From fec5e652e58fa6017b2c9e06466cb2a6538de5b4 Mon Sep 17 00:00:00 2001
From: Tom Herbert <therbert@google.com>
Date: Fri, 16 Apr 2010 16:01:27 -0700
Subject: rfs: Receive Flow Steering

This patch implements receive flow steering (RFS).  RFS steers
received packets for layer 3 and 4 processing to the CPU where
the application for the corresponding flow is running.  RFS is an
extension of Receive Packet Steering (RPS).

The basic idea of RFS is that when an application calls recvmsg
(or sendmsg) the application's running CPU is stored in a hash
table that is indexed by the connection's rxhash which is stored in
the socket structure.  The rxhash is passed in skb's received on
the connection from netif_receive_skb.  For each received packet,
the associated rxhash is used to look up the CPU in the hash table,
if a valid CPU is set then the packet is steered to that CPU using
the RPS mechanisms.

The convolution of the simple approach is that it would potentially
allow OOO packets.  If threads are thrashing around CPUs or multiple
threads are trying to read from the same sockets, a quickly changing
CPU value in the hash table could cause rampant OOO packets--
we consider this a non-starter.

_Source material_.
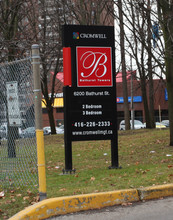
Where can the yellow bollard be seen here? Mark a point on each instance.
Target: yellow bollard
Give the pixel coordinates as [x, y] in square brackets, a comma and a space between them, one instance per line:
[41, 163]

_Exercise instructions_.
1/ According to the RFS patch text, what existing mechanism is RFS an extension of?
2/ Name every function or system call that the RFS patch text mentions by name.
3/ Write the next part of the RFS patch text, picking up after its final sentence.
The listing above is separate material and has no connection to the patch text.

_Responses in order_.
1/ Receive Packet Steering (RPS).

2/ recvmsg, sendmsg, netif_receive_skb

3/
To avoid OOO packets, this solution implements two types of hash
tables: rps_sock_flow_table and rps_dev_flow_table.

rps_sock_table is a global hash table.  Each entry is just a CPU
number and it is populated in recvmsg and sendmsg as described above.
This table contains the "desired" CPUs for flows.

rps_dev_flow_table is specific to each device queue.  Each entry
contains a CPU and a tail queue counter.  The CPU is the "current"
CPU for a matching flow.  The tail queue counter holds the value
of a tail queue counter for the associated CPU's backlog queue at
the time of last enqueue for a flow matching the entry.

Each backlog queue has a queue head counter which is incremented
on dequeue, and so a queue tail counter is computed as queue head
count + queue length.  When a packet is enqueued on a backlog queue,
the current value of the queue tail counter is saved in the hash
entry of the rps_dev_flow_table.

And now the trick: when selecting the CPU for RPS (get_rps_cpu)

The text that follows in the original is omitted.